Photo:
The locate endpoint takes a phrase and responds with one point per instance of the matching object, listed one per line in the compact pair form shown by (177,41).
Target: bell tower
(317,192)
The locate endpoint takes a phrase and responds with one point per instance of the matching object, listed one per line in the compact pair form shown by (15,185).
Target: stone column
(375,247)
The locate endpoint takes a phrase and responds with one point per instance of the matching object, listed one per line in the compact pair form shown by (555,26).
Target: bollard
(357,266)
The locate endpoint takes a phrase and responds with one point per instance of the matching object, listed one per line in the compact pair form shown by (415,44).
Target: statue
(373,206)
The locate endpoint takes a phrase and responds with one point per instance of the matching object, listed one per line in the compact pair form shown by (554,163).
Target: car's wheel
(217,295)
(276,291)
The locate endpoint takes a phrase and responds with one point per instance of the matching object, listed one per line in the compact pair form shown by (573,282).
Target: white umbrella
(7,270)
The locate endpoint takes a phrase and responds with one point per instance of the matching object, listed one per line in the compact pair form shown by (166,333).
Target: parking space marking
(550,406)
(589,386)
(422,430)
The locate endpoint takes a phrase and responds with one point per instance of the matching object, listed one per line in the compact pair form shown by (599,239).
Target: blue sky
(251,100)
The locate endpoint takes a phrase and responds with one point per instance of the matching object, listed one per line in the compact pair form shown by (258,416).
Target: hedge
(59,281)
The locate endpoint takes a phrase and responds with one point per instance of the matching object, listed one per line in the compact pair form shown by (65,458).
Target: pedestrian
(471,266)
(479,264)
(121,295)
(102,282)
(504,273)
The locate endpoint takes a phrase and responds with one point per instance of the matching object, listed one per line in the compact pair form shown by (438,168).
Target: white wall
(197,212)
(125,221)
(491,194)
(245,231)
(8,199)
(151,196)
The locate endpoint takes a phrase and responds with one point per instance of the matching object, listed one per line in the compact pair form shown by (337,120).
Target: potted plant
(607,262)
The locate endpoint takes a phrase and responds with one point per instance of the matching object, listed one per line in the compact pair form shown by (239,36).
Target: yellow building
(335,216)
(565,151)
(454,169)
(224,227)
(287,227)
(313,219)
··········
__EXERCISE TASK__.
Reproduce the part of the items that opens with the line containing "shown by (415,44)." and closes with the last line of the items, substituting "lookup endpoint" for every "locate endpoint" and changing nothing else.

__FINAL ANSWER__.
The lookup endpoint takes a phrase and responds with one point per instance of the matching object, listed one per line in the compact pair form shown by (415,44).
Target: statue
(373,206)
The lookup endpoint takes a phrase and responds with one point per instance of the matching object, listed one per line in the compact pair form shown by (554,163).
Target: car's wheel
(217,295)
(276,291)
The lookup endpoint takes a phrase and responds with one point per instance of the matching object, listed one per line in the compact pair form shown by (573,282).
Target: white umbrella
(7,270)
The lookup endpoint takes a phrase and responds with one point per instance of the matching object, listed one per line in the compact pair form shown by (166,333).
Target: parking space marking
(550,406)
(589,386)
(422,430)
The lookup endpoint takes a phrase and responds with one point per instance of the matching object, listed one per line in the compact pair form shown by (599,239).
Target: blue sky
(251,100)
The lookup endpoint takes a phrase and responds with one point per instance of the matching object, listed one per line in the compact pair form shown by (258,416).
Target: hedge
(59,281)
The lookup endpoint takes a phrase and responds with one point per instance of the matching object, listed one per line in the compact pair form shown by (65,458).
Target: pedestrian
(471,266)
(479,264)
(121,295)
(102,282)
(504,273)
The lookup endpoint takes a phrase and responds with one point per instance of the matching object, listed one per line in the compact pair form shown by (438,168).
Target: white wall
(197,212)
(125,221)
(491,194)
(245,231)
(8,199)
(151,196)
The lookup endpoint takes a phrase and responds with one point per instance of the matching object, listed one per line in the compact pair form shown by (337,120).
Target: potted plant
(607,262)
The lookup endpoint takes a phrase and responds with one point per instance of the matching object, listed one per line in the compact pair form shown by (239,36).
Target: yellow building
(335,216)
(565,151)
(454,169)
(224,227)
(287,227)
(313,219)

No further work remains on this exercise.